── Source document
Agreeableness refers to people tending to believe in the others, they are sincere and somewhat ingenuous, altruistic, conformist in conflict situations, and have outstanding empathy and even a tendency to help others. Therefore, it could also be considered a positive emotionality and cognition factor. Only one of the comparisons between means is statistically significant (p < .05), and concerning the analysis of the tendencies observed, they are different according to the happiness criterion chosen. Only in Diener's scale on subjective well-being, Diener's hypothesis would be confirmed (increase up to percentile 80, and from there, decrease). In the first factor of the Oxford inventory (personal satisfaction, and achievement of goals), the tendency is the opposite; in the Oxford "social" happiness factor, the tendency is towards progressive increase. The results obtained do not seem to follow a uniform pattern across factors.

Finally, the personality factor named Conscientiousness is more complicated since it is about persons who feel competent concerning life issues, they are clean, well-organized, have a strong sense of duty, are goal- and objective-minded, remarkably self-disciplined, and tend to think carefully before acting. In brief, it appears that in these individuals, elements of personal security are present, they are obsessed about order, oriented to work and the achievement of goals, self-disciplined, and afraid of failure. In four of the nine comparisons, we found statistically significant subgroup differences in Diener's scale, and in the first Oxford factor (personal satisfaction and achievement of goals; one with p < .01, and three with p < .001). There appears no significance in Oxford social happiness factor, The tendency in five of the six comparisons made is towards increase, as the happiness percentile progresses, except in the case of the second Oxford factor (social), which represents a marginally significant significance (p < .10).

With respect to regression values, the personality dimensions and the Diener's scale give a corrected R2 of .17, and the highest beta corresponds to Neuroticism (-.38; p < .001). For the first factor of Oxford, the corrected R2 is .431, and the highest standardized Beta is -.33, p < .001, corresponding to Neuroticism. For the second factor of Oxford, the corrected R2 is .38, and the highest standardized beta corresponds to Extraversion, .65, p < .001.
────
Exercise - Reproduce the passage on personality factors and happiness word for word, beginning at the words "With respect to" and stopping after "Extraversion, .65, p < .001.".
── Dataset content
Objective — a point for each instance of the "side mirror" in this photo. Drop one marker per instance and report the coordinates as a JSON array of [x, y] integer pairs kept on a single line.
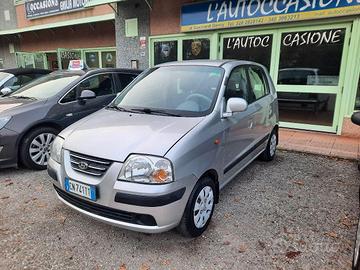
[[5, 91], [355, 118], [235, 105], [86, 94]]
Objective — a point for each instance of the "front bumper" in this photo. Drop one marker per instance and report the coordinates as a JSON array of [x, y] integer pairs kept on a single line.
[[8, 149], [134, 206]]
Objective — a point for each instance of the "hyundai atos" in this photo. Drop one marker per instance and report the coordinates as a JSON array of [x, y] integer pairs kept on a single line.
[[158, 155]]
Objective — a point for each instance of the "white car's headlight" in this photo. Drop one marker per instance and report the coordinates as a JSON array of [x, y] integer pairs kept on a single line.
[[56, 148], [147, 169], [4, 120]]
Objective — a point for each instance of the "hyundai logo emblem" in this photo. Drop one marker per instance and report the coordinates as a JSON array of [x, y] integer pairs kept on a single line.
[[83, 165]]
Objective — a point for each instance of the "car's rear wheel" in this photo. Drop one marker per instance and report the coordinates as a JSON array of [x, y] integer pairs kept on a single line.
[[270, 150], [199, 209], [35, 147]]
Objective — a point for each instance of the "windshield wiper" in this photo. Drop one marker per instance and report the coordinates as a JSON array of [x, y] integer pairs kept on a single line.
[[121, 109], [160, 112], [23, 97]]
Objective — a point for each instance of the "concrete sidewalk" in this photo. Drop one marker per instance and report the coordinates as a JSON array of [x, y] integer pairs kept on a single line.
[[319, 143]]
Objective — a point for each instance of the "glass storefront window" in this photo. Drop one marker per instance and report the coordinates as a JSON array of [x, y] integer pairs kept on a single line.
[[108, 59], [249, 48], [311, 57], [307, 108], [196, 49], [92, 59], [357, 100], [165, 51]]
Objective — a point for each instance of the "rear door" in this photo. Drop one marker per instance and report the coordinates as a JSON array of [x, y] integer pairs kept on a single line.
[[261, 103]]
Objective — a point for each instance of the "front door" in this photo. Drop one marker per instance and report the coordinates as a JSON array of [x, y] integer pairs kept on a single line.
[[240, 132], [69, 110]]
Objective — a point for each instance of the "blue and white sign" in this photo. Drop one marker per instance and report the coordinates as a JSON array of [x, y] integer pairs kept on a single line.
────
Exercise response -
With respect to regression values, the personality dimensions and the Diener's scale give a corrected R2 of .17, and the highest beta corresponds to Neuroticism (-.38; p < .001). For the first factor of Oxford, the corrected R2 is .431, and the highest standardized Beta is -.33, p < .001, corresponding to Neuroticism. For the second factor of Oxford, the corrected R2 is .38, and the highest standardized beta corresponds to Extraversion, .65, p < .001.